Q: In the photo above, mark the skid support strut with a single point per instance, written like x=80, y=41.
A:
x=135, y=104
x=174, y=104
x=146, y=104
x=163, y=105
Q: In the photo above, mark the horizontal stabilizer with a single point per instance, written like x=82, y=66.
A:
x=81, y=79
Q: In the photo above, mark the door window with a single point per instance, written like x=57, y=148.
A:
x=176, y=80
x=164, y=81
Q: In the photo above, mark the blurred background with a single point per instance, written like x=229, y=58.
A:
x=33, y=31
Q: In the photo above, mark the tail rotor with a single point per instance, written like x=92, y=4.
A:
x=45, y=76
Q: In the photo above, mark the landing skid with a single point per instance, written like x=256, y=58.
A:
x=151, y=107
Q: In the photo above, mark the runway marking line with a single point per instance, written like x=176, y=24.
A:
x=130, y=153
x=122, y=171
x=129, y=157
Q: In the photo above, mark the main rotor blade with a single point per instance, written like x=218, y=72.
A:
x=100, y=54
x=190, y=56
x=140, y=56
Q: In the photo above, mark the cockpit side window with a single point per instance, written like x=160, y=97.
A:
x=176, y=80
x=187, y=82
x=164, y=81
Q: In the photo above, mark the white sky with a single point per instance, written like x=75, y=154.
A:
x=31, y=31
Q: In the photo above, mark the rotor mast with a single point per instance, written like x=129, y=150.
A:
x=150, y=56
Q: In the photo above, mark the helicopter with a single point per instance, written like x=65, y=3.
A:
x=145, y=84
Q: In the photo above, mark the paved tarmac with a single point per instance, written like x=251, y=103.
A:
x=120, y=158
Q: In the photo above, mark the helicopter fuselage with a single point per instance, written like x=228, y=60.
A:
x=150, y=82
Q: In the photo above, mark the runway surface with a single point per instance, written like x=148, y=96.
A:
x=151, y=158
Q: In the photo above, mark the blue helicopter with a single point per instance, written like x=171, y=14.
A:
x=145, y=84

•••

Task directions:
Copy out each line exactly as written.

Result of the exercise:
Q: In the photo above, mark the skid support strut with a single point per instance, written like x=80, y=41.
A:
x=135, y=104
x=174, y=104
x=146, y=104
x=163, y=105
Q: In the photo above, mark the horizontal stabilizer with a single point per instance, written like x=82, y=66.
A:
x=81, y=79
Q: In the photo above, mark the door window with a single point per instance, written like x=57, y=148.
A:
x=176, y=80
x=164, y=81
Q: In the photo above, mark the blurred background with a single point per instance, written like x=229, y=58.
A:
x=33, y=31
Q: In the photo above, mark the tail rotor with a single point per instance, written like x=92, y=4.
A:
x=45, y=76
Q: In the photo above, mark the landing skid with a single point per instance, written like x=256, y=58.
A:
x=151, y=107
Q: In the photo above, mark the runway marking line with a single point per instance, written like x=176, y=24.
A:
x=130, y=153
x=122, y=171
x=129, y=157
Q: In the photo above, mark the main rotor blade with a single point per instance, written like x=218, y=72.
A:
x=100, y=54
x=190, y=56
x=140, y=56
Q: In the photo above, mark the cockpit side window with a single point per instance, written like x=160, y=97.
A:
x=176, y=80
x=187, y=82
x=164, y=81
Q: In the photo above, mark the white sky with a single point per instance, written like x=75, y=154.
A:
x=31, y=31
Q: In the photo above, mark the rotor mast with a single point per instance, written like x=129, y=150.
A:
x=150, y=56
Q: In the photo above, mark the helicopter with a single point per instance, written like x=65, y=3.
A:
x=145, y=84
Q: In the photo above, mark the paved tarmac with a single point per instance, written like x=251, y=103.
A:
x=120, y=158
Q: In the photo above, mark the helicopter fuselage with a single point per instance, written like x=228, y=60.
A:
x=150, y=82
Q: In the photo above, mark the runway surface with a single point per instance, written like x=148, y=96.
A:
x=151, y=158
Q: In the photo above, mark the blue helicopter with a single point per instance, written like x=171, y=14.
A:
x=145, y=84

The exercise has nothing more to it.